◆ Supplied passage
The answers are provided at the end of this chapter (but don’t cheat….you’ll learn a lot more about R by working through exercises on your own!)

2.3.3 The Plots Tab

The Plots tab holds all of the plots you may create in your R session. To demonstrate this, let’s use the help function and find more information about a function called plot.


If you’ve installed other packages, you may see that the plot function is used by several different packages. Here, we are interested in “Generic X-Y Plotting” for base R.

Each helpfile in R contains a section called Examples, and there you can copy code from the helpfile and run it in the console to see an example of the function in action. Scroll down the plot helpfile and copy the following lines of code from the plot helpfile into your R script file. Then paste the code to the R console and press enter:

plot(x <- sort(rnorm(47)), type = "s", main = "plot(x, type = \"s\")")
Plot generated by R's plot function.

Figure 2.6: Plot generated by R’s plot function.

Don’t worry about interpreting the code for now. We just want you to know that the plot you created is stored in the Plots tab.

We can run the other examples from R’s plot helpfile with the handy example function:


When you use the example function, R will execute the examples from the helpfile so you don’t need to type anything. Did you notice that R returned “Hit to see next plot:” in your Console? In this interactive mode, you must work in the Console to interact with R. All of the examples of the plot function are run, generating several plots. You can “scroll” through them by pressing the arrow buttons located in the Plots tab

Like other tabs we’ve seen, the Plots tab has several buttons at the top that let you zoom into an image, export the image, delete the image, or clear all images by clicking on the broom icon

Save your file before doing the next set of exercises.


  1. Click on an image, then click on the zoom button.
  2. Export your image as an image or pdf to your working directory.
  3. Click the refresh button to update your files.
  4. Locate the image in the Files tab and view it by clicking on it.
  5. After you have finished with #4, delete the image.
  6. Comment out ALL of your code except the line that reads plot(x <- sort(rnorm(47)), type = “s”, main = “plot(x, type = "s")”). This can be done by selecting all lines except the line of interest, then going to Code | Comment/Uncomment Lines.
  7. Close RStudio. If prompted as to whether to save the workspace image, select “Don’t Save”.
  8. Reopen your file.
  9. Run your code once more. Instead of clicking through the R code line by line (with the Run button), run the entire script by pressing the source button.

The source button looks like this:

You should see a similar result as below:

Sourcing a file will run the full script.

Figure 2.7: Sourcing a file will run the full script.

In the upper left pane, the tab for your file chapter2.R is activated and showing the code. As with most things in RStudio, any time you press a button, an R function is invoked. In this case, the “source” button runs the source function. Look at this function’s helpfile, and you’ll see its description: “source causes R to accept its input from the named file or URL or connection or expressions directly. Input is read and parsed from that file until the end of the file is reached, then the parsed expressions are evaluated sequentially in the chosen environment.”

We will use the source button in chapter 9.


  1. Uncomment your comments by going to Code | Comment/Uncomment lines.
  2. Submit your code line by line (instead of sourcing it). You can do this by selecting all text and then pressing Run.

As a result of sourcing your code or submitting it line by line, R produced some new items of interest. This brings us to to our last pane in our tour of RStudio, the Environment and History Pane (yours may look a bit different than ours depending on what code you have submitted).

[Extracted data entries]
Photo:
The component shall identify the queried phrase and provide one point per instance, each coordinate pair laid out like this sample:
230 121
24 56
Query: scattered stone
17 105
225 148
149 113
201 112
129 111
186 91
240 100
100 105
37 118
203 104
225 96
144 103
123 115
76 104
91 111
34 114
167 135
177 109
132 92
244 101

◆ Aim of the exercise
Answer these questions from the Plots tab passage:
(a) Which icon in the Plots tab clears all images?
(b) Which function does the "source" button run?
(c) In which chapter will the source button be used?
These items have no connection to the Plots tab passage.

◆ Written response
(a) The broom icon.
(b) The source function.
(c) Chapter 9.